**Extract provided**
Content starts

Leah Trosch in Ukraine

I’m sure most of you read Steve Ingber’s heartfelt briefing about our experience representing the Detroit Jewish community at the Medyka crossing and the Warsaw refugee centers run by our partner agencies, JAFI and the JDC. My special thanks to Steve for including me in this extraordinary journey.

Leah Trosch and Federation CEO Steve Ingber

Four million refugees in just six weeks, more than two million in Poland alone. This is a crisis for women, children and the elderly. The driver who met me at the Warsaw airport and had earlier volunteered at the border told me it looked to him like children going to school. And that is exactly what we saw … little kids in down jackets, knit hats, and Disney princess backpacks … holding their mother or grandmother’s hand. A scene both so ordinary and yet so out of the ordinary, all at the same time. It is truly heartbreaking. The adults are teachers, accountants, doctors … they all have cell phones, they have manicures. It could be any one of us.

Lily, Sonya, Lala and Gerald

One of my most memorable encounters was with Lily and her daughters, Sonya and Lala.

Lily is a surgeon. They fled the Kharkiv area and are temporarily housed at a JAFI-run hotel for refugees applying to make aliyah. They receive free food, clothing and medical care. When we met the family, they were still searching for a crate large enough to accommodate Gerald. Once they find it, they will be on their way to Israel. Lala told me they have family and friends there and have visited before. She confided in me that secretly she has always wanted to make aliyah. Even under extraordinary circumstances JAFI is making dreams come true!

Our overseas partners, JDC AND JAFI, are doing amazing work, thanks to our consistent annual support, and the dollars we have raised in the Ukrainian Emergency Campaign.  I can share with you we heard Hebrew spoken everywhere we went; not only by volunteers and staff from our partner agencies, but those of many other organizations  assisting the refugee effort. At the Przemysl Refugee center, only minutes from the Medyka border crossing, we found young Israeli volunteers running the childcare center, singing and dancing with the children, giving their mothers a much needed break. Inside the medical clinic we met doctors from Hadassah Hospital, their masks proudly displaying the Israeli flag. They volunteer in two-week shifts but most importantly … they bring a medical clown!

Doctors from Haddasah Hospital, including a medical clown

Finally, we heard over and over again from professionals on the ground the crisis is entering a new phase. People that were just trying to escape to safety are now faced with making plans for the future. We have long-standing relationships with Jewish communities in Krakow and Warsaw, as well as in Kiev. It is our duty as a community to keep our eye on what will happen after the emergency campaign wraps up.

Refugees, both Jewish and non-Jewish, are experiencing an Exodus of their own. We should all be proud that the Jewish Federation is making a difference, both here at home and across the ocean, for those in need. As a child of refugees myself, I know how life-changing that assistance can be. Thank you, again, for giving me the opportunity, as a representative of Women’s Philanthropy and the Jewish Federation of Metropolitan Detroit, to observe and report on the extraordinary humanitarian effort that is being made on our behalf.

At the Ukraine border where Federation’s overseas partners, JDC AND JAFI, are doing amazing work

Sincerely,

Leah Trosch

Leah Trosch is a former President of Federation Women’s Philanthropy and current Co-chair of the Israel & Overseas Allocations Committee.

Content ends

Dataset entries
Content starts

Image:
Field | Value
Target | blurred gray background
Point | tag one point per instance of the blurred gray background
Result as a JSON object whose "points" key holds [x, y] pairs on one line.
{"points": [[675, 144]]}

Content ends
Content starts

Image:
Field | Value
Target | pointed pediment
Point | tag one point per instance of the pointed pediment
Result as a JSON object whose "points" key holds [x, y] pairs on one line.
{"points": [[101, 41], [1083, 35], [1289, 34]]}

Content ends

**Assigned task**
Can you reproduce, word for word, the passage of the refugee-crisis letter above starting at "Four million refugees" and ending at "Sonya and Lala."?

**Response to this task**
Four million refugees in just six weeks, more than two million in Poland alone. This is a crisis for women, children and the elderly. The driver who met me at the Warsaw airport and had earlier volunteered at the border told me it looked to him like children going to school. And that is exactly what we saw … little kids in down jackets, knit hats, and Disney princess backpacks … holding their mother or grandmother’s hand. A scene both so ordinary and yet so out of the ordinary, all at the same time. It is truly heartbreaking. The adults are teachers, accountants, doctors … they all have cell phones, they have manicures. It could be any one of us.

Lily, Sonya, Lala and Gerald

One of my most memorable encounters was with Lily and her daughters, Sonya and Lala.